> Objective: Reproduce all of the material word for word.

○ ○ ○ ○ ○

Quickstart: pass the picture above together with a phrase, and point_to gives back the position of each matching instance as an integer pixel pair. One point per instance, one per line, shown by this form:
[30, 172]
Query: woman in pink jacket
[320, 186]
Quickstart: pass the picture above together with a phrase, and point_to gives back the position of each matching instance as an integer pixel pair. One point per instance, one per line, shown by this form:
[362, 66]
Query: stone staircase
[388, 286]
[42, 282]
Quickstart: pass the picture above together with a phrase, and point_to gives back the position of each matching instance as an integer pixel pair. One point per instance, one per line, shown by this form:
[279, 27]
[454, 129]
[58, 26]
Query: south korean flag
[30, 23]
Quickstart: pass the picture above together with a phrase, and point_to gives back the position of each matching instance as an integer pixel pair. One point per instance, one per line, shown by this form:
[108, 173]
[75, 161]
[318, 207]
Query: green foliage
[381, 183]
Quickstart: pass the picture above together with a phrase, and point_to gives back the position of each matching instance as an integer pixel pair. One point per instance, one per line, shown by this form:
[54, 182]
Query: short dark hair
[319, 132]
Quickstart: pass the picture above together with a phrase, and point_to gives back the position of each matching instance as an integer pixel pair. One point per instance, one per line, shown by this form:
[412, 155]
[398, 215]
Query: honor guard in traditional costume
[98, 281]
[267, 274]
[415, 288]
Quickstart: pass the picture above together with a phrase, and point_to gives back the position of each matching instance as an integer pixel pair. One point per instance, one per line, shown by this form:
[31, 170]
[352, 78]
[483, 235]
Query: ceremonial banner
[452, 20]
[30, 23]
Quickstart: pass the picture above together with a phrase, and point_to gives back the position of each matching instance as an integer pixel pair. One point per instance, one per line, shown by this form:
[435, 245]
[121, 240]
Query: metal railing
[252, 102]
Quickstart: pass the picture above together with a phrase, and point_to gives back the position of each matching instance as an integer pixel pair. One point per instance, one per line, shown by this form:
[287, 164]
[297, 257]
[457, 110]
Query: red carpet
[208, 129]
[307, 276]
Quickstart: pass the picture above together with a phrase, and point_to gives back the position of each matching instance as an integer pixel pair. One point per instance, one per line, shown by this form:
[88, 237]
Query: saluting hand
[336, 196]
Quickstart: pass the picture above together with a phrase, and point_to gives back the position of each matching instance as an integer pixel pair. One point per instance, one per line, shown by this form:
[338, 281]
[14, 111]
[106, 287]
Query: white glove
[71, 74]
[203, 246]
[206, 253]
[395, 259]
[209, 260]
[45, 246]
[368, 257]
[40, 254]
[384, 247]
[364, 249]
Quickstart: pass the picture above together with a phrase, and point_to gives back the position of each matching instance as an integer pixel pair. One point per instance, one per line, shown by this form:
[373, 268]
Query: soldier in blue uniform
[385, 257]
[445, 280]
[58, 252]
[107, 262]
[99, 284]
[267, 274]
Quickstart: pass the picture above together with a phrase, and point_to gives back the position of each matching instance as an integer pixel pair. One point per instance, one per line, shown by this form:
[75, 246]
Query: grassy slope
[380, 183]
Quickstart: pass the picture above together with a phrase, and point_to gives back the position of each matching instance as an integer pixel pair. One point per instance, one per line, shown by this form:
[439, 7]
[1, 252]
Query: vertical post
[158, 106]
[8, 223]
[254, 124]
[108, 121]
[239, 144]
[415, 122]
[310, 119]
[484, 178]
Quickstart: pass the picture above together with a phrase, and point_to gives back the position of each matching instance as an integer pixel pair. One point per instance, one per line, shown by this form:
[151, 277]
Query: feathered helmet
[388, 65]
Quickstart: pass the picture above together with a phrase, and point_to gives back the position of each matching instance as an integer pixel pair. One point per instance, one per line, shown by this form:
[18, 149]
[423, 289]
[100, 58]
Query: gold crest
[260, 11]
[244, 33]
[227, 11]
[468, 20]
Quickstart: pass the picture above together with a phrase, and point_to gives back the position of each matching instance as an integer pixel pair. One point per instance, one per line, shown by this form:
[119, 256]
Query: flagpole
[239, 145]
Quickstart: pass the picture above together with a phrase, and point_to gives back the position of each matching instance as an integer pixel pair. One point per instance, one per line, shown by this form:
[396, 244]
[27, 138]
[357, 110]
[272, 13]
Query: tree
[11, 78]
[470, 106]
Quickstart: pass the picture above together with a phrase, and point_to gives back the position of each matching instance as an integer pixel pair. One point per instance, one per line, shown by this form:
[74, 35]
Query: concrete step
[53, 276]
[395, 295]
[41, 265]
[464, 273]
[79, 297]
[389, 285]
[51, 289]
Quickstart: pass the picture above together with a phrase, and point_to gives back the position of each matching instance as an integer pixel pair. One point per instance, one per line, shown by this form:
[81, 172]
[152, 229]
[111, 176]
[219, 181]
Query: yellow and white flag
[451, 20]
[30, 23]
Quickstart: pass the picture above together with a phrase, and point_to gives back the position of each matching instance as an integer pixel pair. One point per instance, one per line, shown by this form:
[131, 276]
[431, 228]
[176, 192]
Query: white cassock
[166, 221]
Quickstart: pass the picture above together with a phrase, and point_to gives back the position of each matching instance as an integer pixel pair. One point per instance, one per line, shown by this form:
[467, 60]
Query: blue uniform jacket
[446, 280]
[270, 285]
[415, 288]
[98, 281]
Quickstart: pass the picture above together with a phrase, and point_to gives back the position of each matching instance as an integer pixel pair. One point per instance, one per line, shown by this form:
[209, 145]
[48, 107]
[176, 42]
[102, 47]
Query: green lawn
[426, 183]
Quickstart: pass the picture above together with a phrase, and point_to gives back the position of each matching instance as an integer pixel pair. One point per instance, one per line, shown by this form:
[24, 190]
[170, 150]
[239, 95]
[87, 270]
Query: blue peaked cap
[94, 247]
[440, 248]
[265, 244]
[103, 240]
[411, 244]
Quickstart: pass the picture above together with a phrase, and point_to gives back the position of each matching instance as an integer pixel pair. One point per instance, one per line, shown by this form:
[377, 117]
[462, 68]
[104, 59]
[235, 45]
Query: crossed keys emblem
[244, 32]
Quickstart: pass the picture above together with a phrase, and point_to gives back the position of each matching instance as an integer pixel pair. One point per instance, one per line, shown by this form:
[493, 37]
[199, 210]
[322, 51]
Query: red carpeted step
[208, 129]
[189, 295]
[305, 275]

○ ○ ○ ○ ○

> Solution to this problem:
Quickstart: pass the picture above together with a phrase, and point_to gives back the position of each matching instance as an integer pixel pair. One point per instance, one per line, shown by this form:
[30, 172]
Query: woman in pink jacket
[320, 186]
Quickstart: pass the picture above together with a phrase, and point_to gives back the position of each matching instance as an integer pixel pair. One point per instance, one per line, shown by this form:
[362, 66]
Query: stone staircase
[388, 286]
[42, 282]
Quickstart: pass the picture above together with a phrase, and point_to gives back the position of each matching instance as an integer pixel pair. One point per instance, one per line, shown by this form:
[279, 27]
[454, 129]
[58, 26]
Query: south korean flag
[30, 23]
Quickstart: pass the picture above together with a phrase, and point_to gives back the position of each matching instance as an integer pixel pair. One point per instance, one per line, shown by this form:
[108, 173]
[75, 161]
[318, 207]
Query: green foliage
[381, 183]
Quickstart: pass the picture above together with a phrase, and point_to gives back the position of each matching instance as an integer pixel pair. One point per instance, one per line, shown by this form:
[54, 182]
Query: short dark hair
[319, 132]
Quickstart: pass the picture above together with a phrase, and point_to gives back the position of each matching instance as an integer pixel pair. One point per instance, one per line, shown by this form:
[412, 155]
[398, 215]
Query: honor guard in traditional costume
[98, 281]
[267, 274]
[415, 288]
Quickstart: pass the picture above together with a phrase, and point_to gives back the position of each matching instance as an integer pixel pair. One point per instance, one per line, shown by this form:
[31, 170]
[352, 78]
[483, 235]
Query: ceremonial banner
[452, 20]
[30, 23]
Quickstart: pass the picture above together with a phrase, and point_to gives back the position of each matching instance as an integer pixel pair. One point per instance, one per line, shown by this form:
[435, 245]
[121, 240]
Query: metal railing
[252, 102]
Quickstart: pass the picture above together with a phrase, and point_to gives back the position of each matching instance as an integer pixel pair. One point per instance, one per line, shown by this form:
[287, 164]
[297, 257]
[457, 110]
Query: red carpet
[208, 129]
[307, 276]
Quickstart: pass the picture above together with a phrase, and point_to gives back the position of each matching instance as an integer pixel pair. One point per instance, one per line, shown by this form:
[88, 237]
Query: saluting hand
[336, 196]
Quickstart: pass the picture above together with a phrase, and point_to gives back the position of each matching instance as an integer pixel pair. One point per instance, one per line, shown by this form:
[338, 281]
[14, 111]
[106, 287]
Query: white glove
[71, 74]
[203, 246]
[206, 253]
[395, 259]
[209, 260]
[45, 246]
[368, 257]
[40, 254]
[384, 247]
[364, 249]
Quickstart: pass the picture above together with a phrase, and point_to gives back the position of each matching instance as an integer pixel pair. One point per instance, one per line, shown by this form:
[373, 268]
Query: soldier in blue uniform
[385, 257]
[445, 280]
[58, 252]
[107, 262]
[99, 284]
[267, 274]
Quickstart: pass the picture above together with a phrase, and point_to gives back the position of each matching instance as an integer pixel pair. One point per instance, one per line, shown by this form:
[75, 246]
Query: grassy slope
[380, 183]
Quickstart: pass the picture above together with a phrase, and point_to gives back the position of each matching instance as an integer pixel pair. One point per instance, one per line, shown by this form:
[439, 7]
[1, 252]
Query: vertical post
[158, 106]
[8, 223]
[254, 124]
[108, 121]
[239, 144]
[415, 122]
[310, 119]
[484, 178]
Quickstart: pass the picture above together with a phrase, and point_to gives back the position of each matching instance as an integer pixel pair. One point per instance, one per line, shown by this form:
[151, 277]
Query: feathered helmet
[388, 65]
Quickstart: pass the picture above together with a phrase, and point_to gives back the position of each matching instance as an integer pixel pair. One point per instance, one per line, shown by this form:
[18, 149]
[423, 289]
[100, 58]
Query: gold crest
[260, 11]
[244, 33]
[227, 11]
[468, 20]
Quickstart: pass the picture above together with a phrase, and point_to gives back the position of each matching instance as an integer pixel pair. One point per instance, one per line, shown by this form:
[119, 256]
Query: flagpole
[239, 145]
Quickstart: pass the picture above together with a phrase, and point_to gives back the position of each matching instance as an integer pixel pair. One point per instance, one per line, shown by this form:
[396, 244]
[27, 138]
[357, 110]
[272, 13]
Query: tree
[11, 78]
[470, 106]
Quickstart: pass the picture above together with a phrase, and point_to gives back the position of each matching instance as an integer pixel pair. One point per instance, one per line, shown by this form:
[74, 35]
Query: concrete step
[53, 276]
[395, 295]
[41, 265]
[464, 273]
[79, 297]
[389, 285]
[51, 289]
Quickstart: pass the picture above together with a phrase, and point_to gives back the position of each matching instance as an integer pixel pair. One point per instance, one per line, shown by this form:
[81, 172]
[152, 229]
[111, 176]
[219, 181]
Query: yellow and white flag
[451, 20]
[30, 23]
Quickstart: pass the picture above together with a phrase, and point_to gives back the position of each matching instance as an integer pixel pair. One point per instance, one per line, shown by this form:
[131, 276]
[431, 228]
[176, 192]
Query: white cassock
[166, 221]
Quickstart: pass the picture above together with a phrase, and point_to gives back the position of each matching instance as an integer pixel pair. One point per instance, one per line, shown by this form:
[467, 60]
Query: blue uniform jacket
[446, 280]
[270, 285]
[415, 288]
[98, 281]
Quickstart: pass the picture above together with a phrase, and point_to gives back the position of each matching instance as an integer pixel pair. One point per instance, one per line, shown by this form:
[209, 145]
[48, 107]
[176, 42]
[102, 47]
Query: green lawn
[426, 183]
Quickstart: pass the picture above together with a phrase, and point_to gives back the position of each matching instance as an integer pixel pair. One point per instance, one per line, shown by this form:
[24, 190]
[170, 150]
[239, 95]
[87, 270]
Query: blue peaked cap
[94, 247]
[440, 248]
[265, 244]
[103, 240]
[411, 244]
Quickstart: pass the picture above together with a phrase, and point_to gives back the position of each matching instance as an integer pixel pair. One point per instance, one per line, shown by this form:
[377, 117]
[462, 68]
[104, 59]
[235, 45]
Query: crossed keys emblem
[244, 32]
Quickstart: pass the picture above together with a phrase, and point_to gives back the position of each matching instance as an integer pixel pair. One point per instance, one per line, shown by this form:
[493, 37]
[199, 210]
[322, 51]
Query: red carpeted step
[208, 129]
[189, 295]
[305, 275]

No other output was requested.